--- Input data ---

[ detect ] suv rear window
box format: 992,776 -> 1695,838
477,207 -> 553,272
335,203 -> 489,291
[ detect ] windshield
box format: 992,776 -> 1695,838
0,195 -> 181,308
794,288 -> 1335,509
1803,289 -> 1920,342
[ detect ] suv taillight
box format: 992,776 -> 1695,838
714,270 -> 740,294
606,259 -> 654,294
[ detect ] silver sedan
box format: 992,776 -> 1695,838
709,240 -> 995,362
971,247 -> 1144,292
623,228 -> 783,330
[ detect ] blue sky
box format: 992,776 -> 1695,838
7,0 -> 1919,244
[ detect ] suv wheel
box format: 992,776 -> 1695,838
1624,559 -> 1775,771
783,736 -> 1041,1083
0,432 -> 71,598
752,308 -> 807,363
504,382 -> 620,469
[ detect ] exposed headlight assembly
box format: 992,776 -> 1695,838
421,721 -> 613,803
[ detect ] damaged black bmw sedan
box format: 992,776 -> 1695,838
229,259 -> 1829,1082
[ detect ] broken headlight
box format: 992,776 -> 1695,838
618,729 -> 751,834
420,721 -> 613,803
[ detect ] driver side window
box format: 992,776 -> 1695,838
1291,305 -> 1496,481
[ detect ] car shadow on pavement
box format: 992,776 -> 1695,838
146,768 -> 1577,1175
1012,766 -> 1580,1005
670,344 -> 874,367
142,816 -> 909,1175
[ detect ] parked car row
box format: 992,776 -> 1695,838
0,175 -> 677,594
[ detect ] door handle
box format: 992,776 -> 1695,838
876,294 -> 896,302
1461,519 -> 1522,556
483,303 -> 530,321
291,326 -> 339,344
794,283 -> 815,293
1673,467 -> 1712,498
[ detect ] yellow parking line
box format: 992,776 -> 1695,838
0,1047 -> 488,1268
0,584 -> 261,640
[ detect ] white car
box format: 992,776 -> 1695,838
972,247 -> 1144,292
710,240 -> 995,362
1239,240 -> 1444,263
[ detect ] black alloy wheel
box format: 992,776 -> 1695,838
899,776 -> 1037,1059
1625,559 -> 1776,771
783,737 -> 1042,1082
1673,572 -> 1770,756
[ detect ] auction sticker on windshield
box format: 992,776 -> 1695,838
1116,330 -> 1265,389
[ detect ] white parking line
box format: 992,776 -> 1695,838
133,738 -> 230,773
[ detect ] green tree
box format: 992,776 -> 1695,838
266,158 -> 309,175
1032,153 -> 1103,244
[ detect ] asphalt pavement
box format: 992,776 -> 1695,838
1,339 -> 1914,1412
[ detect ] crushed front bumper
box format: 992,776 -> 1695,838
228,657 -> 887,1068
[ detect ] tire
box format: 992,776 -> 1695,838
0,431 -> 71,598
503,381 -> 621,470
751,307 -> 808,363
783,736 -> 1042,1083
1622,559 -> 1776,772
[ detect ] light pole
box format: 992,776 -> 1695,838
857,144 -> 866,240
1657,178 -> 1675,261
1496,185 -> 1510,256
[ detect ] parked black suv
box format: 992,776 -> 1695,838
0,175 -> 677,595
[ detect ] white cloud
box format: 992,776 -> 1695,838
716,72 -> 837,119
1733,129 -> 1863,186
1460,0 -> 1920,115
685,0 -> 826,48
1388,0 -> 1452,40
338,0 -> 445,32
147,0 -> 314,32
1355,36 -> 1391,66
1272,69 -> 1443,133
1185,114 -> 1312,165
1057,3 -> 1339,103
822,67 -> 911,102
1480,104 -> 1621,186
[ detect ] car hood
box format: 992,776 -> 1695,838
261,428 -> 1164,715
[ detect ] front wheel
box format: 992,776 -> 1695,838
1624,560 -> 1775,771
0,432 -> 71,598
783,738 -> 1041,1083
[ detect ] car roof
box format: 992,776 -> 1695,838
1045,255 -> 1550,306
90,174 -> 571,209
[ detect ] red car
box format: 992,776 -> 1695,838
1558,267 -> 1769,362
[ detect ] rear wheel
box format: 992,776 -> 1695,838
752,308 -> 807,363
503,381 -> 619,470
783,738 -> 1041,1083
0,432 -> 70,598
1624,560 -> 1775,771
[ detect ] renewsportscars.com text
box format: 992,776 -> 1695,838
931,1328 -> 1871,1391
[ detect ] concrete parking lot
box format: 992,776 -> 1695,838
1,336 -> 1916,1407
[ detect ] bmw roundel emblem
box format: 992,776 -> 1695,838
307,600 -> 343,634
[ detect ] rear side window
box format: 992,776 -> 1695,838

---

§ Exercise description:
Which lines of the material contain "black"? List them.

§ Expected output:
[ detect ] damaged black bmw sedan
[ detect ] black alloy wheel
[ detect ] parked black suv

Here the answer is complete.